**Task item:**
Find each line in the material below that contains the word "negative", and copy those lines out in full.

Stored data
[Start of section]

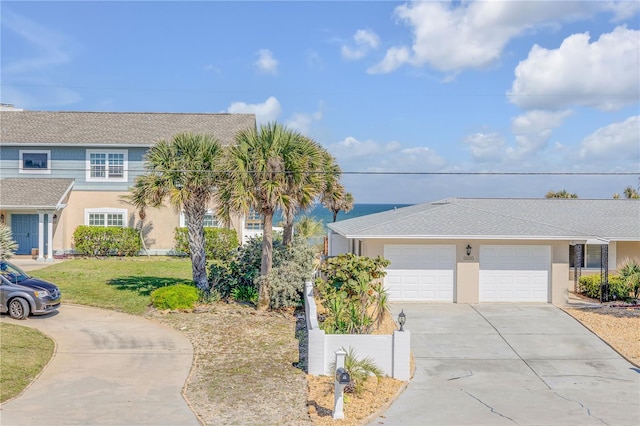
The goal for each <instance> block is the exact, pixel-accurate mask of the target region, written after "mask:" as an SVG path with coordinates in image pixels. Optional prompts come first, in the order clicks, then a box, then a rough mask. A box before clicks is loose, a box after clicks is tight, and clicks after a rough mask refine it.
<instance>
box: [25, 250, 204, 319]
mask: <svg viewBox="0 0 640 426" xmlns="http://www.w3.org/2000/svg"><path fill="white" fill-rule="evenodd" d="M31 274H32V275H34V276H36V277H38V278H42V279H44V280H47V281H50V282H52V283H54V284H56V285H57V286H58V287H59V288H60V290H61V291H62V303H65V302H66V303H77V304H81V305H88V306H96V307H99V308H106V309H113V310H116V311H120V312H126V313H129V314H135V315H141V314H143V313H144V312H145V311H146V309H147V307H148V306H149V303H150V294H151V292H152V291H153V290H155V289H156V288H159V287H165V286H168V285H174V284H190V283H191V282H192V279H191V277H192V275H191V261H190V260H189V259H184V258H173V257H164V256H162V257H155V256H154V257H150V258H147V257H136V258H116V259H73V260H67V261H64V262H59V263H56V264H54V265H51V266H49V267H47V268H44V269H40V270H36V271H33V272H32V273H31Z"/></svg>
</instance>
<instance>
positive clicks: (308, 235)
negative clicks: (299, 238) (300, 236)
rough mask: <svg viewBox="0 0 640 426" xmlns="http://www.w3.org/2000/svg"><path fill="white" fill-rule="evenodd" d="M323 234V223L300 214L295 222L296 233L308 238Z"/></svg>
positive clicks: (296, 234) (306, 238) (320, 221)
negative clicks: (295, 221)
mask: <svg viewBox="0 0 640 426" xmlns="http://www.w3.org/2000/svg"><path fill="white" fill-rule="evenodd" d="M323 234H324V223H322V221H321V220H317V219H314V218H312V217H310V216H302V217H301V218H300V220H298V222H297V223H296V235H299V236H301V237H302V238H305V239H308V238H313V237H319V236H321V235H323Z"/></svg>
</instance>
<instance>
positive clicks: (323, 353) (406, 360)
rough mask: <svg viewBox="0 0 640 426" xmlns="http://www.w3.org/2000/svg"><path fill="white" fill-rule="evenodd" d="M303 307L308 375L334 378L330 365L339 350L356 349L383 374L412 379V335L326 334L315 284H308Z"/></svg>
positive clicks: (305, 289)
mask: <svg viewBox="0 0 640 426" xmlns="http://www.w3.org/2000/svg"><path fill="white" fill-rule="evenodd" d="M304 307H305V315H306V320H307V331H308V342H307V344H308V345H309V348H308V369H309V374H312V375H316V376H322V375H331V374H332V371H331V367H330V366H331V363H333V362H335V353H336V351H337V350H338V349H340V348H345V349H347V350H349V348H353V349H354V350H355V351H356V354H357V356H358V357H359V358H364V357H371V358H372V359H373V360H374V361H375V363H376V365H377V366H378V367H380V369H381V370H382V371H383V372H384V374H386V375H388V376H391V377H393V378H395V379H398V380H409V379H410V375H411V372H410V368H411V367H410V358H411V333H410V332H408V331H394V332H393V334H392V335H372V334H325V332H324V331H323V330H321V329H320V327H319V325H318V311H317V308H316V301H315V299H314V297H313V283H312V282H310V281H308V282H306V283H305V289H304Z"/></svg>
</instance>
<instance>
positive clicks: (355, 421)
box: [149, 303, 640, 426]
mask: <svg viewBox="0 0 640 426" xmlns="http://www.w3.org/2000/svg"><path fill="white" fill-rule="evenodd" d="M565 311H566V312H567V313H568V314H569V315H571V316H573V317H574V318H576V319H577V320H578V321H580V322H582V323H583V324H584V325H585V326H586V327H588V328H589V329H590V330H592V331H593V332H594V333H595V334H597V335H598V336H600V337H601V338H602V339H603V340H604V341H606V342H607V343H609V345H611V346H612V347H613V348H614V349H616V350H617V351H618V352H620V353H621V354H622V355H623V356H624V357H626V358H627V359H628V360H630V361H631V362H633V363H635V364H636V365H637V366H640V307H632V306H624V307H623V306H616V305H611V304H610V305H602V306H601V305H597V306H589V307H571V308H566V309H565ZM149 317H150V318H152V319H154V320H156V321H159V322H162V323H165V324H168V325H170V326H172V327H173V328H175V329H176V330H178V331H179V332H181V333H184V334H185V335H186V336H187V337H188V338H189V339H190V340H191V342H192V344H193V347H194V362H193V368H192V372H191V375H190V377H189V379H188V381H187V384H186V387H185V391H184V394H185V397H186V399H187V400H188V402H189V404H190V405H191V406H192V408H193V410H194V411H195V412H196V414H197V415H198V417H199V418H200V420H201V422H202V423H203V424H204V425H293V426H296V425H329V424H332V425H333V424H340V425H359V424H366V422H367V420H368V419H370V418H371V416H372V415H375V414H376V413H377V412H378V411H379V410H380V409H382V408H383V407H385V406H387V405H388V404H389V403H390V402H391V401H392V400H393V398H394V397H395V396H396V395H397V394H398V392H400V391H401V390H402V389H403V387H404V386H405V384H406V383H405V382H400V381H398V380H394V379H391V378H382V379H381V380H376V379H375V378H372V379H370V380H369V381H368V382H367V386H366V389H365V391H364V392H363V393H362V395H361V396H356V395H348V396H347V398H346V400H345V401H346V403H345V416H346V418H345V419H344V420H339V421H335V420H333V418H332V417H331V416H332V412H331V410H332V408H333V381H332V379H331V378H329V377H314V376H309V375H306V374H305V370H306V353H305V348H306V332H305V329H304V328H305V327H304V316H303V315H302V314H301V313H299V312H298V313H296V312H293V311H287V312H266V313H260V312H257V311H256V310H255V309H254V308H253V307H250V306H244V305H240V304H235V303H230V304H225V303H219V304H216V305H214V306H213V307H207V308H200V309H196V311H195V312H191V313H186V312H159V311H152V312H150V313H149ZM394 327H395V325H394V323H393V320H392V319H391V318H390V317H389V318H388V319H386V320H385V323H384V325H383V329H382V330H381V331H380V332H381V333H389V332H391V331H392V330H393V329H394Z"/></svg>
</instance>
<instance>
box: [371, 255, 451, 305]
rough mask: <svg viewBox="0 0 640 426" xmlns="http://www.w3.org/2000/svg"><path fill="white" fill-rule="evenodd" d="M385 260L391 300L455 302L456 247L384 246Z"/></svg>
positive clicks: (389, 290)
mask: <svg viewBox="0 0 640 426" xmlns="http://www.w3.org/2000/svg"><path fill="white" fill-rule="evenodd" d="M384 257H385V258H386V259H388V260H390V261H391V265H389V267H388V268H387V276H386V277H385V287H386V289H387V291H388V293H389V299H390V300H392V301H441V302H453V277H454V274H453V271H454V269H455V265H456V248H455V246H450V245H427V244H385V246H384Z"/></svg>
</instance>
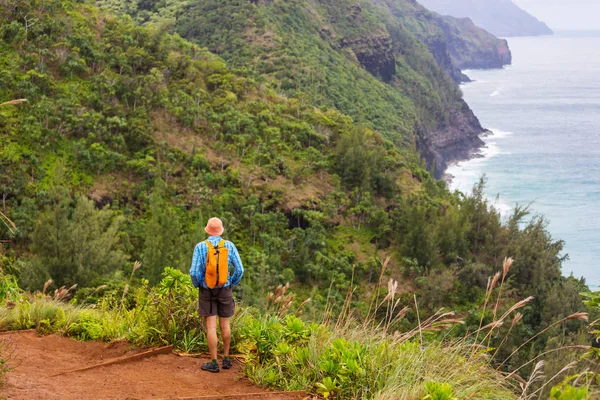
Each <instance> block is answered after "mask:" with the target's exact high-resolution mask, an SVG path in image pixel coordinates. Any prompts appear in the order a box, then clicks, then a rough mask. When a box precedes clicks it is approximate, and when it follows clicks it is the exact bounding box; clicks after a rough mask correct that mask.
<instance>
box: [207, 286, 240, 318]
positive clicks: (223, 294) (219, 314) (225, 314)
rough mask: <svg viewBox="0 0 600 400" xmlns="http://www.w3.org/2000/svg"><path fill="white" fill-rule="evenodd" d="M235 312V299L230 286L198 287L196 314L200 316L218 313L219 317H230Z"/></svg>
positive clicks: (210, 316)
mask: <svg viewBox="0 0 600 400" xmlns="http://www.w3.org/2000/svg"><path fill="white" fill-rule="evenodd" d="M234 313H235V301H234V300H233V289H232V287H231V286H228V287H224V288H221V289H204V288H200V294H199V296H198V314H199V315H200V316H201V317H212V316H213V315H218V316H219V317H221V318H231V317H233V314H234Z"/></svg>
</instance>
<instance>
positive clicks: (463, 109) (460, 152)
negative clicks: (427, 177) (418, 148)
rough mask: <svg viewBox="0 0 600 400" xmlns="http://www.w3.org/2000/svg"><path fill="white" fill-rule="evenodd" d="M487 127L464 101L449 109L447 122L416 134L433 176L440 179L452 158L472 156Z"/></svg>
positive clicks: (420, 146) (466, 158) (480, 141)
mask: <svg viewBox="0 0 600 400" xmlns="http://www.w3.org/2000/svg"><path fill="white" fill-rule="evenodd" d="M484 132H486V130H485V129H484V128H483V127H482V126H481V123H480V122H479V119H478V118H477V117H476V116H475V114H474V113H473V111H472V110H471V109H470V108H469V106H468V105H467V103H466V102H465V101H461V103H460V105H459V106H458V107H457V108H455V109H452V110H450V111H449V118H448V124H447V125H446V126H444V127H440V128H439V129H437V130H434V131H430V132H427V133H426V134H424V135H423V134H419V143H417V144H418V147H419V149H420V150H421V155H422V156H423V157H424V158H425V159H426V160H427V163H428V165H429V167H430V168H431V169H433V170H434V174H435V176H436V178H438V179H441V178H442V176H443V174H444V171H445V170H446V168H447V167H448V164H450V163H451V162H453V161H460V160H467V159H469V158H471V157H472V156H473V154H474V152H476V151H477V150H478V149H480V148H481V147H482V146H483V145H484V142H483V140H481V137H480V136H481V134H482V133H484Z"/></svg>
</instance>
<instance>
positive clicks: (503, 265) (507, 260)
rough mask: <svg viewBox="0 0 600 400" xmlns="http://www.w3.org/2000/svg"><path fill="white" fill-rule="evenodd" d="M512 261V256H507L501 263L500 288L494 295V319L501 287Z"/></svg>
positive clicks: (505, 277)
mask: <svg viewBox="0 0 600 400" xmlns="http://www.w3.org/2000/svg"><path fill="white" fill-rule="evenodd" d="M514 261H515V260H514V259H513V258H512V257H507V258H505V259H504V262H503V263H502V282H500V288H499V289H498V297H496V304H495V305H494V317H493V318H494V319H496V315H497V313H498V307H499V306H500V299H501V298H502V289H503V287H504V282H505V281H506V277H507V276H508V272H509V271H510V267H512V265H513V263H514Z"/></svg>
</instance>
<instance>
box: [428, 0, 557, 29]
mask: <svg viewBox="0 0 600 400" xmlns="http://www.w3.org/2000/svg"><path fill="white" fill-rule="evenodd" d="M419 2H420V3H421V4H423V5H424V6H425V7H427V8H428V9H430V10H431V11H435V12H437V13H440V14H442V15H451V16H453V17H456V18H466V17H469V18H471V19H472V20H473V22H474V23H475V25H477V26H479V27H481V28H483V29H485V30H486V31H488V32H490V33H492V34H494V35H496V36H500V37H507V36H539V35H552V33H553V32H552V29H550V28H549V27H548V25H546V24H545V23H543V22H540V21H539V20H538V19H537V18H535V17H534V16H533V15H531V14H529V13H528V12H527V11H525V10H523V9H521V8H520V7H519V6H517V5H516V4H515V3H514V2H513V1H512V0H419Z"/></svg>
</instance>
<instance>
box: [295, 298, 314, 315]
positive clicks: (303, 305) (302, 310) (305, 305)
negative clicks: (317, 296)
mask: <svg viewBox="0 0 600 400" xmlns="http://www.w3.org/2000/svg"><path fill="white" fill-rule="evenodd" d="M311 301H312V300H311V298H310V297H309V298H308V299H306V300H304V301H303V302H302V303H300V305H299V306H298V308H297V309H296V317H300V316H302V312H303V310H302V309H303V308H304V307H305V306H306V305H307V304H308V303H310V302H311Z"/></svg>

[End of section]

**Result for this task:**
negative clicks: (299, 238) (300, 236)
negative clicks: (295, 221)
negative clicks: (427, 177) (418, 148)
negative clicks: (317, 296)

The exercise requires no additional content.